Single by Army of Lovers
- B-side: "Sexual Revolution"
- Released: 1996
- Studio: Cheiron (Stockholm)
- Genre: Disco; europop;
- Length: 3:57
- Label: Stockholm
- Songwriter(s): Jonas Berggren
- Producer(s): Amadin

Army of Lovers singles chronology
| "Venus and Mars / Megamix" (1995) | "King Midas" (1996) | "Let the Sunshine In" (2001) |

Music video
- "King Midas" on YouTube

= King Midas (Army of Lovers song) =

1996 single by Army of Lovers

"King Midas" is a 1996 song recorded by Swedish band Army of Lovers. Written by Jonas Berggren from Ace of Base, it was produced by Amadin and included on the group's greatest hits album, Les Greatest Hits (1996). It charted for 6 weeks on the singles chart in Sweden, peaking at number 31 and was also a Top-20 sales hit in Hungary, peaking at number 19 in June 1996.

== Music video ==

The music video of "King Midas" was directed by Swedish director Fredrik Boklund. It was shot in black-and-white and features Army of Lovers performing the song in a night club. Boklund also directed the other music videos for Army of Lovers.

Dataset records:
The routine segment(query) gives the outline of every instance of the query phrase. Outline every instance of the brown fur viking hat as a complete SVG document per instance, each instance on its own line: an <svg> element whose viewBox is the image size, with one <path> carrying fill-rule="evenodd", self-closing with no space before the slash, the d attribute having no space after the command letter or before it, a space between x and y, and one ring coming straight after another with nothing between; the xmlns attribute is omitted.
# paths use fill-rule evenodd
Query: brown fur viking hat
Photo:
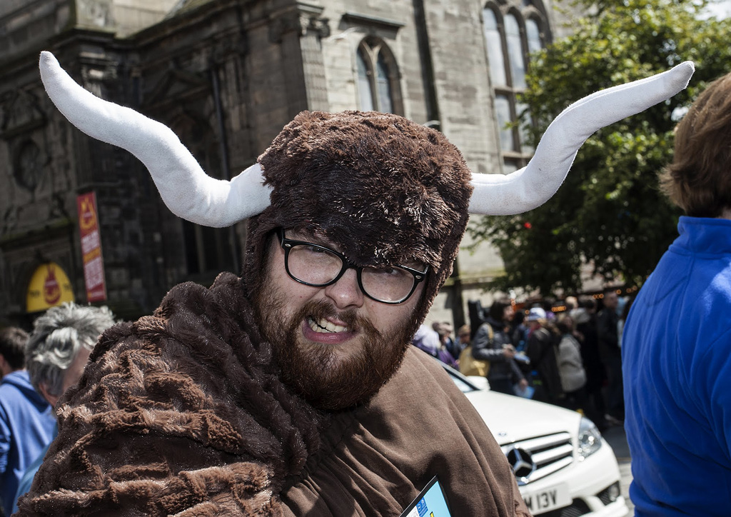
<svg viewBox="0 0 731 517"><path fill-rule="evenodd" d="M250 266L261 260L257 246L270 229L308 222L347 243L344 252L356 263L417 258L431 266L417 310L420 322L451 270L468 211L507 215L540 205L561 186L589 135L675 95L687 86L694 67L686 61L575 102L549 126L529 165L505 176L470 174L440 133L401 117L305 113L284 128L260 163L230 181L207 176L164 125L79 86L50 53L41 53L40 69L46 91L66 118L139 158L176 215L224 227L261 214L251 227L247 274L260 271Z"/></svg>
<svg viewBox="0 0 731 517"><path fill-rule="evenodd" d="M414 321L425 317L452 271L472 192L461 153L442 133L388 113L305 111L259 163L271 204L250 219L248 285L262 271L268 233L306 224L359 265L428 265Z"/></svg>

Tasks to complete:
- a) In the article on the song "King Midas," what peak position did the single reach on the singles chart in Sweden?
- b) Continue the article on the song "King Midas" by writing the section that follows its final sentence.

Answers:
- a) Number 31.

- b)
== Track listing and formats ==

- European CD maxi-single

1. "King Midas" (Radio Edit) – 3:57
2. "Sexual Revolution" (Latin Radio Edit) – 3:58
3. "King Midas" (Manhattan Massacre Mix) – 6:04
4. "King Midas" (Bass Nation's 4 Seasons Mix) – 6:10

- Swedish 12-inch maxi-single

A1. "King Midas" (Manhattan Massacre Mix) – 6:04
A2. "King Midas" (Bass Nation's 4 Seasons Mix) – 6:10
A3. "King Midas" (Radio Edit) – 3:57
B1. "Sexual Revolution" (Latin Club Mix) – 6:26
B2. "Sexual Revolution" (Latin Radio Edit) – 3:58

- Swedish CD single

1. "King Midas" (Radio Edit) – 3:57
2. "Sexual Revolution" (Latin Radio Edit) – 3:58

- Swedish CD maxi-single

3. "King Midas" (Radio Edit) – 3:57
4. "Sexual Revolution" (Latin Radio Edit) – 3:58
5. "King Midas" (Manhattan Massacre Mix) – 6:04
6. "King Midas" (Bass Nation's 4 Seasons Mix) – 6:10
7. "Sexual Revolution" (Latin Club Mix) – 6:26

== Charts ==

Weekly chart performance for "King Midas"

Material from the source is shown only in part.